ASSIGNED TASK: Can you set down the tick advice, word for word, from "While the risk" up to and including "for a leaflet."?

SOURCE DOCUMENT:
While the risk is very low, ticks may transmit Lyme disease and visitors should avoid tall vegetation and keep legs and arms covered. Very few ticks carry the disease, which is a bacterial infection but it is recommended that you check for ticks after walking in the Park. You should immediately remove any that you find on yourself, accompanying children or dogs.

If concerned, you feel unwell or a rash appears; consult your GP immediately. For more information, please see The Royal Parks website, notice boards within the park, or visit the Bushy Park Office for a leaflet.

DATA FOR ANALYSIS:
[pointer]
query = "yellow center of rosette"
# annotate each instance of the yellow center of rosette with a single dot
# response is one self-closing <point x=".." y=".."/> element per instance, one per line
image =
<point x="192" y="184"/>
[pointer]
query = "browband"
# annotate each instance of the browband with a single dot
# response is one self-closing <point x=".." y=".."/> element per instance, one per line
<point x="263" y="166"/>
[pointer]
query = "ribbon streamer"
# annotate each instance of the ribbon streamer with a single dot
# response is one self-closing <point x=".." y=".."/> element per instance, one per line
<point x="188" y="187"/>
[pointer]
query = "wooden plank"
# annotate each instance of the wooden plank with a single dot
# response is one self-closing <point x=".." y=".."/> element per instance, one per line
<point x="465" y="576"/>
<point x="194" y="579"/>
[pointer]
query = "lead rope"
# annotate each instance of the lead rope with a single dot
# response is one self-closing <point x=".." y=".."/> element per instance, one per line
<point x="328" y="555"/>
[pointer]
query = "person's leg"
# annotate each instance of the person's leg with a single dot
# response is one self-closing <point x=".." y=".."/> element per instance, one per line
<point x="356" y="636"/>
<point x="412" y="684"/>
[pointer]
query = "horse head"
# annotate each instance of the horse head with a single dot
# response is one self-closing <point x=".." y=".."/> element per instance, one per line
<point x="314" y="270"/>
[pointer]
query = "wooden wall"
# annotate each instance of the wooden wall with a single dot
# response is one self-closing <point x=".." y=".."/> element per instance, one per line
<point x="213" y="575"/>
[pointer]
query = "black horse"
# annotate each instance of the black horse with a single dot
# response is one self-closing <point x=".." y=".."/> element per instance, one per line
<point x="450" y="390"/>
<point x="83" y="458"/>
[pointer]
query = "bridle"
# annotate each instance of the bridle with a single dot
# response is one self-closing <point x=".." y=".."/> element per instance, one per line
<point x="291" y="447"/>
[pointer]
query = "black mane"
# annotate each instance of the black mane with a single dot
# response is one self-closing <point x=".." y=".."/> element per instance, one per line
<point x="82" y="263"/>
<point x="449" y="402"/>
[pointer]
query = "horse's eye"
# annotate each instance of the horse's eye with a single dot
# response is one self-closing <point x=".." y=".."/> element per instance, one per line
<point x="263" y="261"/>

SOLUTION TO THE EXERCISE:
While the risk is very low, ticks may transmit Lyme disease and visitors should avoid tall vegetation and keep legs and arms covered. Very few ticks carry the disease, which is a bacterial infection but it is recommended that you check for ticks after walking in the Park. You should immediately remove any that you find on yourself, accompanying children or dogs.

If concerned, you feel unwell or a rash appears; consult your GP immediately. For more information, please see The Royal Parks website, notice boards within the park, or visit the Bushy Park Office for a leaflet.